WHAT YOU WILL DO = Please rewrite all of the entries below, swapping "blonde" for "fair" everywhere it appears and leaving everything else unchanged.

⟨

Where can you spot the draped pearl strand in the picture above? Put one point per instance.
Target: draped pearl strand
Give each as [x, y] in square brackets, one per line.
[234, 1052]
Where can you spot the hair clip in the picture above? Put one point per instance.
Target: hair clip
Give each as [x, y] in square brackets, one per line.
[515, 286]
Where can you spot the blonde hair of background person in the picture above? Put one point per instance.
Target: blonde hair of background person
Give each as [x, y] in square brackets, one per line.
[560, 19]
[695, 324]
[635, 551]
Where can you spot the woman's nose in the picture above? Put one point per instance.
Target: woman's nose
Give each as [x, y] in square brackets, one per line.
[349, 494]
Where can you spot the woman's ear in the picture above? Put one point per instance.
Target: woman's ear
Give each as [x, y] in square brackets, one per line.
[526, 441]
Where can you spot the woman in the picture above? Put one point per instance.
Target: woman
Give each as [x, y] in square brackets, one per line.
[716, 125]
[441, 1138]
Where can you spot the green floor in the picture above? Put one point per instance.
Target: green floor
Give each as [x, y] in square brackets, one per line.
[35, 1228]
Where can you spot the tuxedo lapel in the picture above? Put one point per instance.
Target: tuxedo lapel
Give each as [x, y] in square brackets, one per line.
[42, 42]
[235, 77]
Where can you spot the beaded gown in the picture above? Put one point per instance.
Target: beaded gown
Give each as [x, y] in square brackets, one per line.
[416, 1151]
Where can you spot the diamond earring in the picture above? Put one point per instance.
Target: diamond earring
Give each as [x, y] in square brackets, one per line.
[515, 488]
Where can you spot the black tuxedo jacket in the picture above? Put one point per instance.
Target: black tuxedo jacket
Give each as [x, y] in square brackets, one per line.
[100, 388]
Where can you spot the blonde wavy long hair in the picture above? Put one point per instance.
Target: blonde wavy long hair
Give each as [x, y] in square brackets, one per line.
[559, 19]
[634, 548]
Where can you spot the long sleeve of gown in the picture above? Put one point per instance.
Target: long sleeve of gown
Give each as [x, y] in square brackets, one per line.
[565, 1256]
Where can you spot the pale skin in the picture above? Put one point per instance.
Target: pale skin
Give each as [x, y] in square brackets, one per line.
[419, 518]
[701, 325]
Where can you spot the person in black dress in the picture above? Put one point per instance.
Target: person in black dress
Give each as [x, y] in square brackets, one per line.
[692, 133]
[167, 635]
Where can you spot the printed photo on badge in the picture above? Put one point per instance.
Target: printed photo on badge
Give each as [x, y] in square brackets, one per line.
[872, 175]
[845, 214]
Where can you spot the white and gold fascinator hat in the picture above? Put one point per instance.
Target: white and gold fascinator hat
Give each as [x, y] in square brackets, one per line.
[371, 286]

⟩

TASK RESPONSE =
Where can you spot the draped pearl strand in the picture above? Put one point per instance.
Target: draped pearl strand
Give each as [x, y] in square brackets, one per line.
[234, 1052]
Where can you spot the hair clip in the picture above? Put one point per instance.
Target: hair clip
Give each as [x, y] in square brackets, one per line.
[515, 286]
Where can you spot the fair hair of background person in the picture above? Put one point per instance.
Target: fair hair of background person
Give each as [x, y] in square brackets, one per line.
[560, 19]
[695, 324]
[635, 551]
Where can you spot the woman's nose in the picture above? Put one point per instance.
Target: woman's nose
Give each as [x, y] in square brackets, one per line.
[349, 494]
Where can you spot the woman's ear in the picture above? Put one point per instance.
Target: woman's ear
Give each as [x, y] in square brackets, one per line.
[526, 441]
Where can you spot the woman in the picture above? Put one point per instance.
Target: woman
Give each as [x, y] in square brackets, one per line.
[716, 125]
[441, 1138]
Where can you spot the green floor in the picture above? Put one point per instance.
Target: green floor
Give each as [x, y] in square brackets, one per line.
[35, 1228]
Where can you spot the tuxedo lapel in the picture above? Put one point per instance.
Target: tuxedo lapel
Give each as [x, y] in square brackets, one per line.
[42, 42]
[235, 77]
Where can you spot the beaded gown in the picture above? Put one point per instance.
Target: beaded gown
Give each as [x, y] in square brackets, one per line.
[416, 1151]
Where can you spot the diamond earring in the picture above? Put one point per instance.
Target: diamond earring
Give each as [x, y] in square brackets, one per line.
[515, 488]
Where can you spot the black tuxedo jacket in the picture above? Put one point per instance.
Target: black tuxedo jacket
Give each as [x, y] in square brackets, one per line.
[100, 388]
Where can you spot the fair wavy long hair in the picture above? Put one point per instance.
Target: fair wavy long hair
Give each as [x, y] in square brackets, one per line.
[559, 19]
[634, 548]
Where can you spot the long sleeve of gown in the picture above? Put one point per instance.
Target: long sleeve of gown
Give each as [x, y] in square brackets, one per line.
[565, 1256]
Where can you spot the pale skin in the picture above? Put one point per instance.
Target: pale skin
Give each as [x, y] in square brackets, one per line.
[419, 518]
[701, 325]
Where can you spot the person in black dress in the picture above? Put one point per instance.
Target: person in black dress
Give each as [x, y] in square brackets, one per line.
[692, 133]
[167, 635]
Where can you spot the printed photo on badge in the picture above? Put one point per instance.
Target: printed photo on badge
Give each as [x, y] in square brackets, one per line.
[872, 175]
[845, 214]
Where can you spot the white and gold fascinator hat in the picture above? Put one point per instance.
Target: white and gold fascinator hat
Give each as [x, y] in square brackets, one per line.
[371, 286]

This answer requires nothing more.